======== PROVIDED TEXT
I love walking through old graveyards. I love reading the headstones and imagining the lives behind the epitaths. I spend a lot of time in my local cemetery photographing things I find interesting.
So sometimes I think about death. Not because I think I’m going to die soon, but because I know that one day, I will. It’s a given.
This is not a morbid post. It’s really not. It’s not even really a Hepatitis C post. It’s an “everybody” post. But have you given any thought to what you want to have happen when you die?
As nearly every writer ever has said, death is the only certainty in life. With our complicated tax system, not even taxes are a certainty! And yet so many people don’t talk about their wishes, or even think about them. Sometimes death comes as a terrible and sudden shock: an accident perhaps, or a rapid decline in health. But for most of us, we know it’s coming. We just don’t know the time of its arrival (and for that, let me tell you, I am eternally grateful).
================
======== ENTRIES SUPPLIED
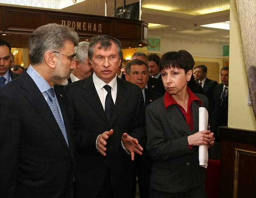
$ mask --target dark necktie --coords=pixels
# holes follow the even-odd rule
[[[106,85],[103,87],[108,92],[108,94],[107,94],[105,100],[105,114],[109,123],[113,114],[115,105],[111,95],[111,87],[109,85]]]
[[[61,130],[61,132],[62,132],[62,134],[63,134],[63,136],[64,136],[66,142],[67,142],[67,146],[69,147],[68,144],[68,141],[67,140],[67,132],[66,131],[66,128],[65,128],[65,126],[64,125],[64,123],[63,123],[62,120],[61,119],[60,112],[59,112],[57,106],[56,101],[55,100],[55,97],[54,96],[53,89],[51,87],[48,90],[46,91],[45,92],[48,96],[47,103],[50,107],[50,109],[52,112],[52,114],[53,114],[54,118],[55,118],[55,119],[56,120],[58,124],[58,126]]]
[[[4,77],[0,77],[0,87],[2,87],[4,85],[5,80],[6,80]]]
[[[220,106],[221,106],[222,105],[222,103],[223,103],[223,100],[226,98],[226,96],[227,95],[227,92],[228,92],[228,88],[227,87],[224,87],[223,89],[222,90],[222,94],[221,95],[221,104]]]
================
======== ENTRIES SUPPLIED
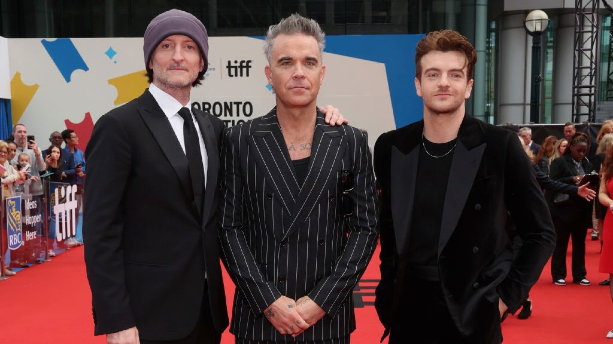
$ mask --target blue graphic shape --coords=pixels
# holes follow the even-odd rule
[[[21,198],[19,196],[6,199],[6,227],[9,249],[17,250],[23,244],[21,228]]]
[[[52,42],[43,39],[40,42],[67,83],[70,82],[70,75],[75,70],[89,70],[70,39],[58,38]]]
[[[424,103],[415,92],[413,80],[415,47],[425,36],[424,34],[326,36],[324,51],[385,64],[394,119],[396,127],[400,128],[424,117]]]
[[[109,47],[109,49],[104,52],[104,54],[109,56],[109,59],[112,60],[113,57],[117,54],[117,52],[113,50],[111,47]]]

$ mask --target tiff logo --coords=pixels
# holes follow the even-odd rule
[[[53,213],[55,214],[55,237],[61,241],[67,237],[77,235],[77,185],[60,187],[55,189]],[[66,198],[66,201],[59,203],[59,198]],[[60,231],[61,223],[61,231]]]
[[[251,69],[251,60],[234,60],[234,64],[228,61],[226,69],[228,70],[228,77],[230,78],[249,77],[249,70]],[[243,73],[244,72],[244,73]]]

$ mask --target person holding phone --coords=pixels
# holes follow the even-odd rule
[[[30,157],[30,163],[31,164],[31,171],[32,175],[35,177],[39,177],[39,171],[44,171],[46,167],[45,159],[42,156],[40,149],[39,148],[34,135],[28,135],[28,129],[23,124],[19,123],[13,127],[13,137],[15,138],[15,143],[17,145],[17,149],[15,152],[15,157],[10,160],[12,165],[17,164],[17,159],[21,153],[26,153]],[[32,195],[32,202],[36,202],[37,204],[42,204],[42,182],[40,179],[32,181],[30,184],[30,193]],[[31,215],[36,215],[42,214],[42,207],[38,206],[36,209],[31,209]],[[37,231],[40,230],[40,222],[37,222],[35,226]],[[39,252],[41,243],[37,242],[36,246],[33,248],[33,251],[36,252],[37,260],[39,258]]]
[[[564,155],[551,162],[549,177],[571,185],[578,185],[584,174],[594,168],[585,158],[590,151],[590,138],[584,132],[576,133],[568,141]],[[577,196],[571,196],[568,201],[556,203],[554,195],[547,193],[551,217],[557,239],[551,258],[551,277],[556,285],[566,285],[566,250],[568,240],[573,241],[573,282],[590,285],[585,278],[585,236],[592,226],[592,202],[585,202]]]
================
SET OF TASKS:
1. Print the stretch of the post about planning for death from "So sometimes I" through "when you die?".
2. Using the post about planning for death, decide whether each statement agrees with it: (a) the writer takes photographs in the local cemetery; (b) the writer calls this a morbid post; (c) the writer holds that taxes are a certainty. Answer yes or no for each, quoting the words that decide it.

ANSWERS PER TASK:
1.
So sometimes I think about death. Not because I think I’m going to die soon, but because I know that one day, I will. It’s a given.
This is not a morbid post. It’s really not. It’s not even really a Hepatitis C post. It’s an “everybody” post. But have you given any thought to what you want to have happen when you die?

2.
(a) Yes: "I spend a lot of time in my local cemetery photographing things I find interesting."
(b) No: "This is not a morbid post."
(c) No: "With our complicated tax system, not even taxes are a certainty!"